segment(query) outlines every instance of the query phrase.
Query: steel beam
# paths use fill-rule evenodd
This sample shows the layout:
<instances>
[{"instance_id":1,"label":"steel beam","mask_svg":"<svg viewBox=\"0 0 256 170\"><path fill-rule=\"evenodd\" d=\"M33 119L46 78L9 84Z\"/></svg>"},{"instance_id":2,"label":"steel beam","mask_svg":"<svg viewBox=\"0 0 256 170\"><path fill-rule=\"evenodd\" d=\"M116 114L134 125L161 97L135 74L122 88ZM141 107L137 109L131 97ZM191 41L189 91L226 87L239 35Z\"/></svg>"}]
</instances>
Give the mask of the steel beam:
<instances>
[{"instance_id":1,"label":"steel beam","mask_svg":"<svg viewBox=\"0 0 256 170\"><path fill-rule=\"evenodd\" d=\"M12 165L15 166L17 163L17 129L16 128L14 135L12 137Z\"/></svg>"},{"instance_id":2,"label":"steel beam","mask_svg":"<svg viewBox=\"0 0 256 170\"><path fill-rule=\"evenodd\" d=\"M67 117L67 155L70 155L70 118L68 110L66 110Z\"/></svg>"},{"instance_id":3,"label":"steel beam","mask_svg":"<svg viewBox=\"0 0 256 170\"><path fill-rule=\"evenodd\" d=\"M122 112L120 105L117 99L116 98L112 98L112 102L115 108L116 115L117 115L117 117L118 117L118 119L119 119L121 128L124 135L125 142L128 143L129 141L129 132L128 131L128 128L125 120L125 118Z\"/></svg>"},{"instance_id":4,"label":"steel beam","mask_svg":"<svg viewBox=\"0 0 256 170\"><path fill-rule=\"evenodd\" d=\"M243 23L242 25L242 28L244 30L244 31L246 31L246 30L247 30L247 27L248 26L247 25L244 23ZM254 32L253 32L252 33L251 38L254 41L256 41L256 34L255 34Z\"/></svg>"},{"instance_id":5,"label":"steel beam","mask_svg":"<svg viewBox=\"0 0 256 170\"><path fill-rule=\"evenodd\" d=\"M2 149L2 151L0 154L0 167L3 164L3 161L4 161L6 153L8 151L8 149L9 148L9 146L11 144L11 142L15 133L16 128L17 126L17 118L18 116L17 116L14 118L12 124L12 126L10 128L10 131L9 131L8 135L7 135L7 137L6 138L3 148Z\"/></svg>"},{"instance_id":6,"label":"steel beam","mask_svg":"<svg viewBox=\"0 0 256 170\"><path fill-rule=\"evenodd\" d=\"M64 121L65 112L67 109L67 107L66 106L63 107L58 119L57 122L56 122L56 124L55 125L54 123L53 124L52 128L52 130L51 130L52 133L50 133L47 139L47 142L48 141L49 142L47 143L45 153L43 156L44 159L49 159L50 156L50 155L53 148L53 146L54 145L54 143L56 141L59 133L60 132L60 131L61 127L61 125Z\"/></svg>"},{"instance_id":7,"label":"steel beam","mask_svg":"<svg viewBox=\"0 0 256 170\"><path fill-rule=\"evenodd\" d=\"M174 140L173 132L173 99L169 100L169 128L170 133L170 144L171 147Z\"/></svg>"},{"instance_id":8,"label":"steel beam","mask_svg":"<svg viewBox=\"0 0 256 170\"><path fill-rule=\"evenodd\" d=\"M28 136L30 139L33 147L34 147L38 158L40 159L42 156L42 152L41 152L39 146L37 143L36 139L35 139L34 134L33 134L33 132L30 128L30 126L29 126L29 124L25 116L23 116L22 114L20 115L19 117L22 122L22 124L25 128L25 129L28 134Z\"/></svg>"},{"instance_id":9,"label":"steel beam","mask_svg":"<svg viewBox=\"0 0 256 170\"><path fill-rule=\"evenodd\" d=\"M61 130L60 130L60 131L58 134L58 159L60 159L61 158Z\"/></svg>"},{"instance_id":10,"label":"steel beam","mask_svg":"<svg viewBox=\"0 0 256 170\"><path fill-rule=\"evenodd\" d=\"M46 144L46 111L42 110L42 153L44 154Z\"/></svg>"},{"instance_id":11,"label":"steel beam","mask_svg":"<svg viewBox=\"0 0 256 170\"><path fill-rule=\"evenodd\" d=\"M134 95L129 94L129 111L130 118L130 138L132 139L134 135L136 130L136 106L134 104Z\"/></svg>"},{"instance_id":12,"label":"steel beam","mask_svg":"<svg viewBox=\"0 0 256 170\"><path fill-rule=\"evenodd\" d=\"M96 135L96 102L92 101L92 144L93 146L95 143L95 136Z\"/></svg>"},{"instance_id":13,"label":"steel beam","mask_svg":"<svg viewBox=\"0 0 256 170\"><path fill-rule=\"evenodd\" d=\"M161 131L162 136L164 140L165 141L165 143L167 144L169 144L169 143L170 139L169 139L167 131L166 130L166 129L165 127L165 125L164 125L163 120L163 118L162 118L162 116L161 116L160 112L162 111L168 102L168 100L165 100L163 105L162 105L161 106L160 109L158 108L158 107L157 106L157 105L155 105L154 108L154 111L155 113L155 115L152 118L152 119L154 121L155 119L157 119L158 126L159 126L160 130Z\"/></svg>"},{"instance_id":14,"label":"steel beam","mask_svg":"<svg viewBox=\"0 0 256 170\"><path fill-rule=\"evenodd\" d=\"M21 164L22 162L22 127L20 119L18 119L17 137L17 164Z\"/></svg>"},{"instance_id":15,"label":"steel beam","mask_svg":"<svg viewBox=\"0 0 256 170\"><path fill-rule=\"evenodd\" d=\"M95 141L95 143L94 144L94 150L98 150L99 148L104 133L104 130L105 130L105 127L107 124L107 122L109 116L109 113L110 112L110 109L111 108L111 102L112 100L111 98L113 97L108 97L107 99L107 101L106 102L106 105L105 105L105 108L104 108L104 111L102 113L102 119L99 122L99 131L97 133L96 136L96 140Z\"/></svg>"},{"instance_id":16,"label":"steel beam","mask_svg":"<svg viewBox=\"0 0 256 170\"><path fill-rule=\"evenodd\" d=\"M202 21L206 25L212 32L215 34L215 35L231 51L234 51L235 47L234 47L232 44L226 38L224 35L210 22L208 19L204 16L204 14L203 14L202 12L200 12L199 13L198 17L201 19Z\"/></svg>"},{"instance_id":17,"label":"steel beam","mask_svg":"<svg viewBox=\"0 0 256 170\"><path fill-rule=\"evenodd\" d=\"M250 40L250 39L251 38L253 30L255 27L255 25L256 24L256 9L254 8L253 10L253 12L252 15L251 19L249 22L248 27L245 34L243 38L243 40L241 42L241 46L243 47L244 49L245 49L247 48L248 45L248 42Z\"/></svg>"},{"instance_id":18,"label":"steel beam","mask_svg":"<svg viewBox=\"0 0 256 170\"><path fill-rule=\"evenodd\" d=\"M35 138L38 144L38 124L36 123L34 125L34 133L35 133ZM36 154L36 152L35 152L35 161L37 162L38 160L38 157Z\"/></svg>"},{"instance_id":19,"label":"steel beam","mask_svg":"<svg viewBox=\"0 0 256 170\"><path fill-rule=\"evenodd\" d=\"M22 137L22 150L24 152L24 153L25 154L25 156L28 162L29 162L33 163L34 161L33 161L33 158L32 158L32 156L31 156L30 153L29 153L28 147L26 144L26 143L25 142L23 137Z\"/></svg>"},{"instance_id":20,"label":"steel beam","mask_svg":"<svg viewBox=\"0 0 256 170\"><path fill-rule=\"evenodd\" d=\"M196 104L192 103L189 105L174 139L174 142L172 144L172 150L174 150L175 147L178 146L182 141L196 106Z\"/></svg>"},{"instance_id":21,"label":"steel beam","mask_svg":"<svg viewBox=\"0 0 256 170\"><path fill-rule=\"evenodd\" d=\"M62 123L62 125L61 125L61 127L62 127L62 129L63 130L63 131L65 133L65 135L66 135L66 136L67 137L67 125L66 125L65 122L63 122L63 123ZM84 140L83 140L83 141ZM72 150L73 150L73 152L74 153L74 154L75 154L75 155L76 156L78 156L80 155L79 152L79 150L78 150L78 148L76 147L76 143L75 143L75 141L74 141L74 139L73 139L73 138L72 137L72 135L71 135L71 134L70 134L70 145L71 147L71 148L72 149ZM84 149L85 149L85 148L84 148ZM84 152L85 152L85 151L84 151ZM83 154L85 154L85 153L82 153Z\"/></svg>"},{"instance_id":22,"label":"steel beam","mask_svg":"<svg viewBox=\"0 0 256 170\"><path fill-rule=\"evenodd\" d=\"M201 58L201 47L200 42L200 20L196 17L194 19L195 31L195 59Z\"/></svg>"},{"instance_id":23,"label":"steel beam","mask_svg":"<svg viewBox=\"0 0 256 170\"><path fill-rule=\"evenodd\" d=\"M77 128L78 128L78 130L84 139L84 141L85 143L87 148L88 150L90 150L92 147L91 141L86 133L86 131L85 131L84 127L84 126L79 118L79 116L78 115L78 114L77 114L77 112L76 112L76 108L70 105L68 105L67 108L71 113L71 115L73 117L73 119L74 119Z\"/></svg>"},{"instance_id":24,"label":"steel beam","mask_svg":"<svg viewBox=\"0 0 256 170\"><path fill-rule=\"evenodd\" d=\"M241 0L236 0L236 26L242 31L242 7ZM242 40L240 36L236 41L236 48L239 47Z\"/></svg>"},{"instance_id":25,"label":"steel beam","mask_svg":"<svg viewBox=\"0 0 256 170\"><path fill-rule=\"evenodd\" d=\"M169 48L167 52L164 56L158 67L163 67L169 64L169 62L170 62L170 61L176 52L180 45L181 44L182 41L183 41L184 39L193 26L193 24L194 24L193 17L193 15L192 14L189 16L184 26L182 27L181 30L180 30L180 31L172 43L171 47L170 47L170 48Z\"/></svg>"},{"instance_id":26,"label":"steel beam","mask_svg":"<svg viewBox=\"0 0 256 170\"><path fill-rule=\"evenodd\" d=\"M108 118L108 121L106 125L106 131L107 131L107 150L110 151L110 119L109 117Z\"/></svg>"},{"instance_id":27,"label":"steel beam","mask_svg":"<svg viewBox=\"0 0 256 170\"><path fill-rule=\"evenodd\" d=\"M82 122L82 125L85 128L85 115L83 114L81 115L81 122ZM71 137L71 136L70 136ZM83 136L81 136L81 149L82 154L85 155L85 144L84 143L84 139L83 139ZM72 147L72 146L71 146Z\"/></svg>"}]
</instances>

__________

◆ Compito da svolgere: Riscrivi le righe delle voci partendo dall'inizio e arrivando alla riga che contiene "114L134 125L161 97L135", sostituendo "layout" con "format" e lasciando invariato tutto il resto.

◆ Risposta attesa:
segment(query) outlines every instance of the query phrase.
Query: steel beam
# paths use fill-rule evenodd
This sample shows the format:
<instances>
[{"instance_id":1,"label":"steel beam","mask_svg":"<svg viewBox=\"0 0 256 170\"><path fill-rule=\"evenodd\" d=\"M33 119L46 78L9 84Z\"/></svg>"},{"instance_id":2,"label":"steel beam","mask_svg":"<svg viewBox=\"0 0 256 170\"><path fill-rule=\"evenodd\" d=\"M116 114L134 125L161 97L135 74L122 88ZM141 107L137 109L131 97ZM191 41L189 91L226 87L239 35Z\"/></svg>"}]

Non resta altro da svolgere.